■ **EXERCISE PROMPT**
Reproduce each line, exactly, from the one containing "[locate] the distant" through the end of the material. Exclude pictures.

Dataset excerpt:

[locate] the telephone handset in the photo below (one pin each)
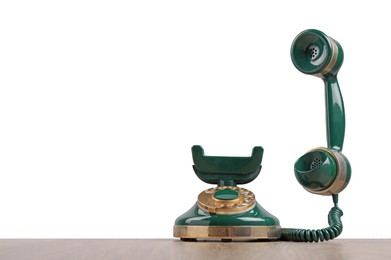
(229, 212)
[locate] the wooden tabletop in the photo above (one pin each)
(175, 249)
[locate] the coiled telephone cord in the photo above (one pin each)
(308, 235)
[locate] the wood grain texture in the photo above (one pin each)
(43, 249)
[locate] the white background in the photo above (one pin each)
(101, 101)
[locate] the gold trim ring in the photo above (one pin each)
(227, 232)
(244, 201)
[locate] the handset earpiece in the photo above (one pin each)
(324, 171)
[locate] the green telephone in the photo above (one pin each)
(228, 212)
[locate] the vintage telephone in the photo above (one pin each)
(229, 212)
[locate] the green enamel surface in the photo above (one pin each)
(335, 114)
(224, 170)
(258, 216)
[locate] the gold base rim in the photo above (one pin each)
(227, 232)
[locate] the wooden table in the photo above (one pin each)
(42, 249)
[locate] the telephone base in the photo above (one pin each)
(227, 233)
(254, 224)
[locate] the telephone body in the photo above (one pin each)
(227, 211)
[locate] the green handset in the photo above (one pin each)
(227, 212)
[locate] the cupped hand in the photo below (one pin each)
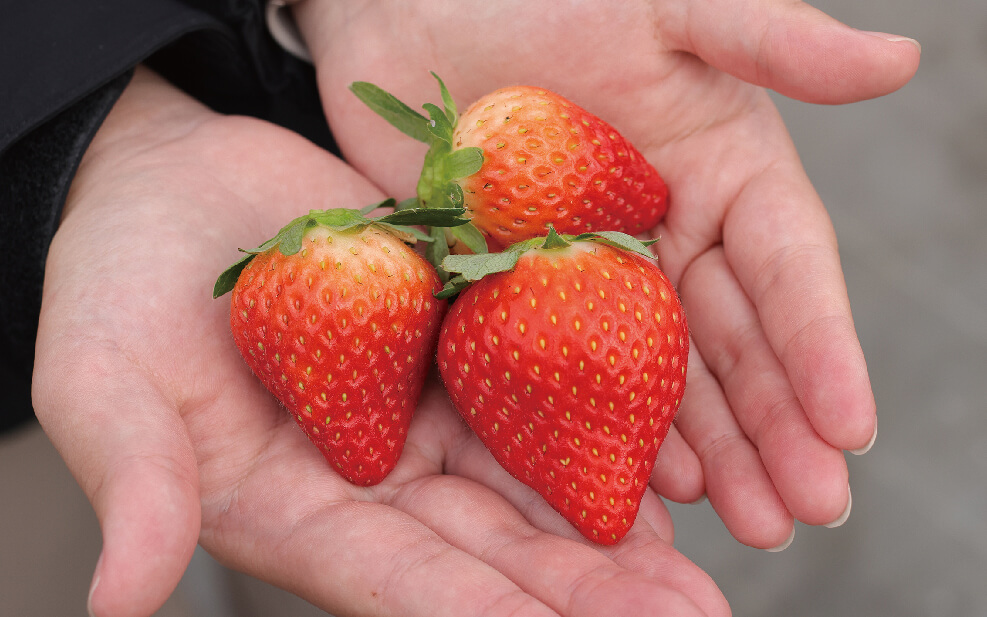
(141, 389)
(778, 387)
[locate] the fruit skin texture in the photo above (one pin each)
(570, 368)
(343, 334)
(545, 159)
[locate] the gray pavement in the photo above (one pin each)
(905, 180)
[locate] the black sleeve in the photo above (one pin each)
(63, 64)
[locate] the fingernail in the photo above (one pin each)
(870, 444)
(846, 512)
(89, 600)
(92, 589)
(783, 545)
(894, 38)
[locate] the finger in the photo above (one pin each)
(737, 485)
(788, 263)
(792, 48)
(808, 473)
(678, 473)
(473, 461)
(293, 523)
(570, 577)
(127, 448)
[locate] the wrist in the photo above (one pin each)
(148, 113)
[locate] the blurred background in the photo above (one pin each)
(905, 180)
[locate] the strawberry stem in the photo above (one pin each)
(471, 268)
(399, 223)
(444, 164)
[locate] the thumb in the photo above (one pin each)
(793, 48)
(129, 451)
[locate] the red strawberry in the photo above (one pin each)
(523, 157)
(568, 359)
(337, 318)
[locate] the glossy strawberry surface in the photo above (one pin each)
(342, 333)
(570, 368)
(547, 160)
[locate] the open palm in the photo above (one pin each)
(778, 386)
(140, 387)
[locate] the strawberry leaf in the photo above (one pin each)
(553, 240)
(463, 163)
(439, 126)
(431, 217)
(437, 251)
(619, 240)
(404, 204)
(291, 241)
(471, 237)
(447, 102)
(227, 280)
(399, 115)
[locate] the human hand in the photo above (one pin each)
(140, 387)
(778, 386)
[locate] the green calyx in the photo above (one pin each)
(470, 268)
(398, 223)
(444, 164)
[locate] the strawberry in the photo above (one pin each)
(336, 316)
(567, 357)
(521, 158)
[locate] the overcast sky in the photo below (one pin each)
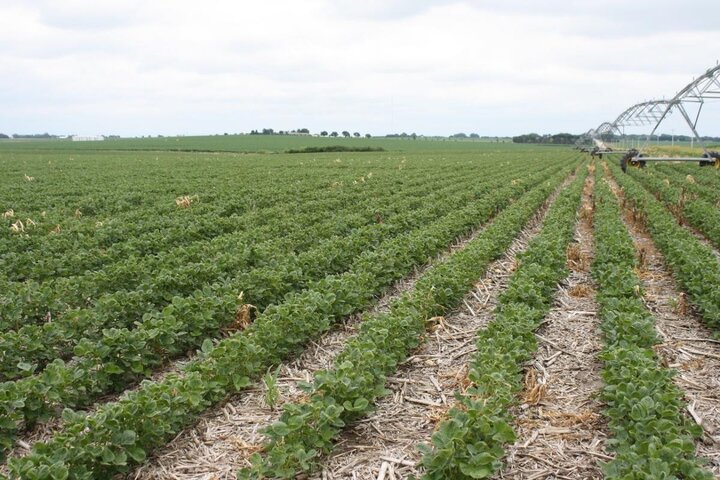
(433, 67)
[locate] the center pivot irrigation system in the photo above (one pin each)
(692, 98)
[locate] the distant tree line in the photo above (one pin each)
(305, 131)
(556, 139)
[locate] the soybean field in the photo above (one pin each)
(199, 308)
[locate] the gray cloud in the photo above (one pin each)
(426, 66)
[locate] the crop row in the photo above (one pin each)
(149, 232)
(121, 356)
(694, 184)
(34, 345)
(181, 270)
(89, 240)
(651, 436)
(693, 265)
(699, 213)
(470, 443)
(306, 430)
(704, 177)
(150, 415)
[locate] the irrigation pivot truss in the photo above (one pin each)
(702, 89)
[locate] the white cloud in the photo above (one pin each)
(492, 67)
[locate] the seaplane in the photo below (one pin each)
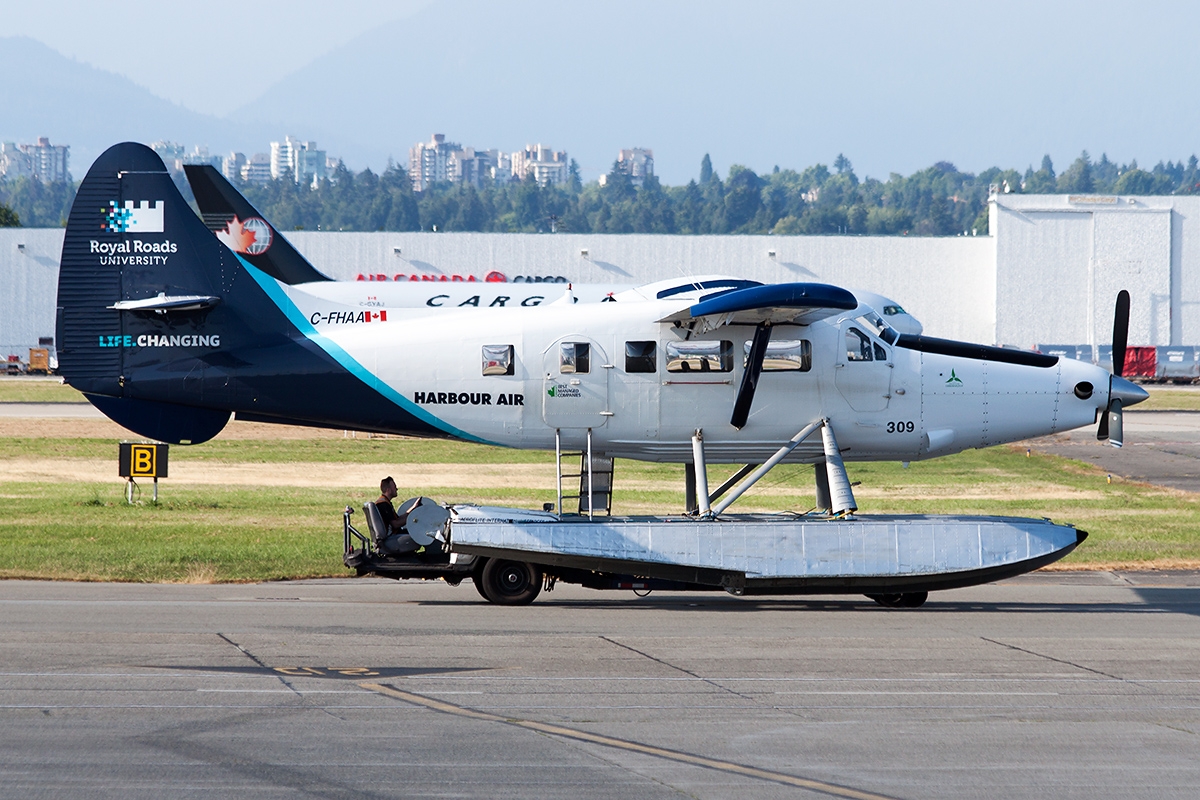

■ **FULL SOLUTION**
[locate] the distant tree line in the photo above (one pin each)
(305, 131)
(556, 139)
[locate] the soybean field in the photo above (one pin each)
(199, 308)
[locate] the gray cloud in the photo above (one pin each)
(426, 66)
[locate] the crop row in the photo above (one pin each)
(149, 232)
(121, 356)
(694, 184)
(34, 345)
(181, 270)
(89, 240)
(651, 436)
(693, 265)
(699, 213)
(470, 443)
(306, 430)
(704, 177)
(150, 415)
[locate] the irrigation pivot truss in the photo above (one pin each)
(702, 89)
[locate] the white cloud in the photo above (one pin each)
(492, 67)
[locate] the seaplane in the photo below (one pin each)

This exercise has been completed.